**What the task requires:**
Please reproduce the entries below exactly, leaving the pictures out.

(Image-grounded pointing data)
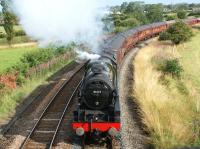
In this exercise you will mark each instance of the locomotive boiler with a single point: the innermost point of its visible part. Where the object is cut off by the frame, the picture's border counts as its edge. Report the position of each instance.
(98, 112)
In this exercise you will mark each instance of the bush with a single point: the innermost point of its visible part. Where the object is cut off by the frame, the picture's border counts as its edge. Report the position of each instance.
(2, 35)
(170, 17)
(181, 14)
(179, 32)
(20, 33)
(2, 86)
(172, 67)
(119, 29)
(164, 36)
(130, 22)
(195, 14)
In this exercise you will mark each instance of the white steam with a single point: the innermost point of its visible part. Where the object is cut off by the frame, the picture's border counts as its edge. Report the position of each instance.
(83, 55)
(61, 21)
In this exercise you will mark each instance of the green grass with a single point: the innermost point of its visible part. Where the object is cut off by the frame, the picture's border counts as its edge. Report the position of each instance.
(10, 100)
(170, 106)
(10, 56)
(16, 40)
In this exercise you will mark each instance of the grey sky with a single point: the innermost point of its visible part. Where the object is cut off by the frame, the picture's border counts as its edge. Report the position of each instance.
(114, 2)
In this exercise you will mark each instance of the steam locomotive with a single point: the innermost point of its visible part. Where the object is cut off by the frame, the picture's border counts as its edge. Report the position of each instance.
(98, 112)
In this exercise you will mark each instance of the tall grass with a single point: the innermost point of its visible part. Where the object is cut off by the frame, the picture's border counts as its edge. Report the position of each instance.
(170, 107)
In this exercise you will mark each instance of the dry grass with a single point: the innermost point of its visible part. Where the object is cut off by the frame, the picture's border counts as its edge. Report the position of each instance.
(170, 107)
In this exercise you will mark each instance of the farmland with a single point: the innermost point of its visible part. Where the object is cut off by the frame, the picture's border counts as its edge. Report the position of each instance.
(11, 56)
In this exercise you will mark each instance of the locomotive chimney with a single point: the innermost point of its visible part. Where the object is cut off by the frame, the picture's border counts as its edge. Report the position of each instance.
(80, 131)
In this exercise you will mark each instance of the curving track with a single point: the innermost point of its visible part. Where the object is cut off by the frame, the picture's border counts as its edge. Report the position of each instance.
(44, 133)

**Answer area:**
In this exercise you will mark each instance of the locomotive boiler with a single point: the innermost point of its visible part. Where the object is cut off by the frame, the picture's border counts as its edge. Report the position of each instance.
(98, 112)
In this exercise you will mark each instance of the bush with a single point: the innermost point of its visible part. Where the object is cut off by the frame, the picture's border counts as its edge. Report the position of each instance.
(2, 35)
(170, 17)
(181, 14)
(179, 32)
(20, 33)
(2, 86)
(172, 67)
(119, 29)
(164, 36)
(130, 22)
(195, 14)
In this exercise you will mark each instance of the white steam with a single point: the innermost point of its visible part. Where the object is cut off by the frame, the picture's border counts as its edge. Report the position of each instance.
(83, 55)
(61, 21)
In this exercise you will mark each instance of the green grass with a single point: the innermost point of its visible part. Where the object is cut off by the frame, the picture's border counts as its edge. Report the position of each instance.
(10, 100)
(170, 106)
(10, 56)
(16, 40)
In this exercise you will mark each instance of the grey sky with a single point: the innermost point of its visible part. Where the object is cut off by the frame, the picture's border counts as its edge. Report the position of each instance.
(114, 2)
In this exercise you will mark each instance of the steam locomotive with a single point: the innermost point of its visible part. Where the object is cut off by the frame, the picture's border counts as its edge. Report the position of each instance.
(98, 112)
In this exercise you will mark each instance of the tall grass with a single point: the innermost point of its visible part. Where the object is cut off by the frame, the picture's border counts as its edge. Report the position of each instance.
(170, 107)
In this exercise you will mark each instance of the dry grass with a single point: the innermost point of its visible part. Where the object is cut off by the frame, the picture's border counts as its edge. Report the position of each instance.
(170, 107)
In this exercise you will mark each instance of the farmland with a single point: the innermost point of its visible part. Where the object is cut off by the frame, the picture's border counts as its edge. Report the position of each instance.
(11, 56)
In this exercise you will mark each instance of the locomotive chimney with a single point: the innermost point of its visible part. Where the object is cut off by the frame, the picture's border counts as its edge. Report the position of each instance.
(80, 131)
In this exercise you will mark each instance of the curving track with a single point: the innermost point of its visible part. Where the object is cut off by the frame, the picture's border counts as its edge. Report the position of each instance.
(44, 133)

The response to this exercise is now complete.